What needs to be done:
Nothing but the lines from the one with "Target: metal pole" through the last line of the data should be restated, each word for word.
== Supplied material
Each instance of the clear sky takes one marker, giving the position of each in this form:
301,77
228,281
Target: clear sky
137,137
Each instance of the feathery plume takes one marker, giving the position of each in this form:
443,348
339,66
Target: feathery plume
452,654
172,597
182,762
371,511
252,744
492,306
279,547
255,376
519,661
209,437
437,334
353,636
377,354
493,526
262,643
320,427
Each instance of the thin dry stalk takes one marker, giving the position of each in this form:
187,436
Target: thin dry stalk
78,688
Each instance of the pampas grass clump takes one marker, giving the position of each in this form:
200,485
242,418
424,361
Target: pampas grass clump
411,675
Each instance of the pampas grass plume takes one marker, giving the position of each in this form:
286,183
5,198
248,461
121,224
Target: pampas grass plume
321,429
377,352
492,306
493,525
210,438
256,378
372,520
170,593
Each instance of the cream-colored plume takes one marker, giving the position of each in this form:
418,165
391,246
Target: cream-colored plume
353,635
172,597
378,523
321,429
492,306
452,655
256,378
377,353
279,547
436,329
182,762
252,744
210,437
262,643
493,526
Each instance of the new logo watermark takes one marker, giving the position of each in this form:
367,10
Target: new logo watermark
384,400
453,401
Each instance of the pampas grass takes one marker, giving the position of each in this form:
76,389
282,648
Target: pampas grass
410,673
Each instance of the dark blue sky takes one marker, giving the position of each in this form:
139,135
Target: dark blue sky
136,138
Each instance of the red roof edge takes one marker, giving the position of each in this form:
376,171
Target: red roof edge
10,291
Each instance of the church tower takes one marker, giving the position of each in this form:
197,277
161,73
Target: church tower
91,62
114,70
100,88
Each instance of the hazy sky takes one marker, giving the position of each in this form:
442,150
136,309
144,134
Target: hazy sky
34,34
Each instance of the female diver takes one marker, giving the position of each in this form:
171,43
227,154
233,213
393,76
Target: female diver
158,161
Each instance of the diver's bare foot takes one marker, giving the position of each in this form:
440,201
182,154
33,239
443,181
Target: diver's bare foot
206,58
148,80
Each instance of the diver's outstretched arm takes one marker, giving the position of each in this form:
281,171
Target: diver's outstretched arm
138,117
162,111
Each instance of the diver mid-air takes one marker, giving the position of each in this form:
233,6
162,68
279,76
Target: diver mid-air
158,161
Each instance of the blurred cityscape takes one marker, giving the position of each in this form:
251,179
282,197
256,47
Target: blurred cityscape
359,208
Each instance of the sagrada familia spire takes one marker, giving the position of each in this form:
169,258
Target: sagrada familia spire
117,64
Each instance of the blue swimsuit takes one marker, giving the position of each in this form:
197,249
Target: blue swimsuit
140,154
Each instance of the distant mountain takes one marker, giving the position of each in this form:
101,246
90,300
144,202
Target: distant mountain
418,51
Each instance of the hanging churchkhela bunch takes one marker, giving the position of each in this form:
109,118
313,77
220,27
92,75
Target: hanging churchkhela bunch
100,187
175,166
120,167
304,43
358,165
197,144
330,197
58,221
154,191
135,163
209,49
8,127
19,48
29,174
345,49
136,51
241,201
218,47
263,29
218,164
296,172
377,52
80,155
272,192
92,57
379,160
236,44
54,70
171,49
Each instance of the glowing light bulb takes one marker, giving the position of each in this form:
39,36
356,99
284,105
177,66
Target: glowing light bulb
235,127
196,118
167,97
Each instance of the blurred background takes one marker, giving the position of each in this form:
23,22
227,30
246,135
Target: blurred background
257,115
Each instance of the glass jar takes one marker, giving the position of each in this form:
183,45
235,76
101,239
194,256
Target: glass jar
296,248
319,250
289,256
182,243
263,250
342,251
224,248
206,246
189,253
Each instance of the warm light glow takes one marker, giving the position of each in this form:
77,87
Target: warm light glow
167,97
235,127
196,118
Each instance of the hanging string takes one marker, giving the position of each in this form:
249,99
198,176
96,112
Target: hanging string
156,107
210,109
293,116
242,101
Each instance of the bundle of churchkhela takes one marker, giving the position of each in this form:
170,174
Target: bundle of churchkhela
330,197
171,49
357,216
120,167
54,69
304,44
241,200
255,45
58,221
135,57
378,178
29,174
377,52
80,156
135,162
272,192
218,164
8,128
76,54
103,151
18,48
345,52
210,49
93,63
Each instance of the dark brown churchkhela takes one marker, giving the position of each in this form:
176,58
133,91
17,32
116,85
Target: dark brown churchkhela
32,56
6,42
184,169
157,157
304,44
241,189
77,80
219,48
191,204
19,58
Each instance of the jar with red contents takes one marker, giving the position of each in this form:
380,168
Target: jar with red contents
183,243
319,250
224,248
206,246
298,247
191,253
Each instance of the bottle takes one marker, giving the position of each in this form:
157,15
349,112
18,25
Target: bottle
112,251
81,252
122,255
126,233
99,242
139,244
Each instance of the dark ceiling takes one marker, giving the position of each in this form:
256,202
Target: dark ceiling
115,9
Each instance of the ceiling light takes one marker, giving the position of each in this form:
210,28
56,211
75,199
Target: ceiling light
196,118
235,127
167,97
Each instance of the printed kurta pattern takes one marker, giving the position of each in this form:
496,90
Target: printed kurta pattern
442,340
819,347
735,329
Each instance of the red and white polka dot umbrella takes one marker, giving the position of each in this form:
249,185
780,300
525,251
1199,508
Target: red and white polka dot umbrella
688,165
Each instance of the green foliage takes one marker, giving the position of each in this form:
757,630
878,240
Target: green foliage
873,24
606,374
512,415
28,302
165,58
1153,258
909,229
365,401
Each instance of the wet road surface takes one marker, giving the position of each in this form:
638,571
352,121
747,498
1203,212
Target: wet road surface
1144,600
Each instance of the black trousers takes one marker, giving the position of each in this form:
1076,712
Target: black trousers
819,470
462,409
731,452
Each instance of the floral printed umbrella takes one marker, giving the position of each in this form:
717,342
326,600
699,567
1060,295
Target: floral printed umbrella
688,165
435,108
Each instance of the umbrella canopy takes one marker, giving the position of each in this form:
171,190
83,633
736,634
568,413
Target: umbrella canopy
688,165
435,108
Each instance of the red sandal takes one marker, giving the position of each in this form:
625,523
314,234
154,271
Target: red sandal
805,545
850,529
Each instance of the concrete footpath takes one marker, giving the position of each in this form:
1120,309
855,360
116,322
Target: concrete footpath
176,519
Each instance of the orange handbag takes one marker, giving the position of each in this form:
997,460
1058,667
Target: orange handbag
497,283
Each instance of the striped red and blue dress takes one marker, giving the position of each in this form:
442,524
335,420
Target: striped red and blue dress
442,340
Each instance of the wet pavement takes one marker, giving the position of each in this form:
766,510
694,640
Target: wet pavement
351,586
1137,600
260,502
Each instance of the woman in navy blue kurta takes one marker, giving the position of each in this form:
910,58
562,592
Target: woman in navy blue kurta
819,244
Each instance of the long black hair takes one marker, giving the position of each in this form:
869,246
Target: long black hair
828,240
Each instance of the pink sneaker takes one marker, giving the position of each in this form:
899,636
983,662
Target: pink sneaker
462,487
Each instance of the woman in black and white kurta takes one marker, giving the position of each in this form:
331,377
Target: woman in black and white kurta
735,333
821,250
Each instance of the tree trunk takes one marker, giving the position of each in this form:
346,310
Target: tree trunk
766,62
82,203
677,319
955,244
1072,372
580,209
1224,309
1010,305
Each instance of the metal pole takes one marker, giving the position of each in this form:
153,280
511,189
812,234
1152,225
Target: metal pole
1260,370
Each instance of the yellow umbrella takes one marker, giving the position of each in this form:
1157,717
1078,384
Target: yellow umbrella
====
Answer section:
Target: metal pole
1260,370
Each instance of the yellow umbrella takes one marker, giving the position of each in this form:
1157,717
1078,384
Target: yellow umbrella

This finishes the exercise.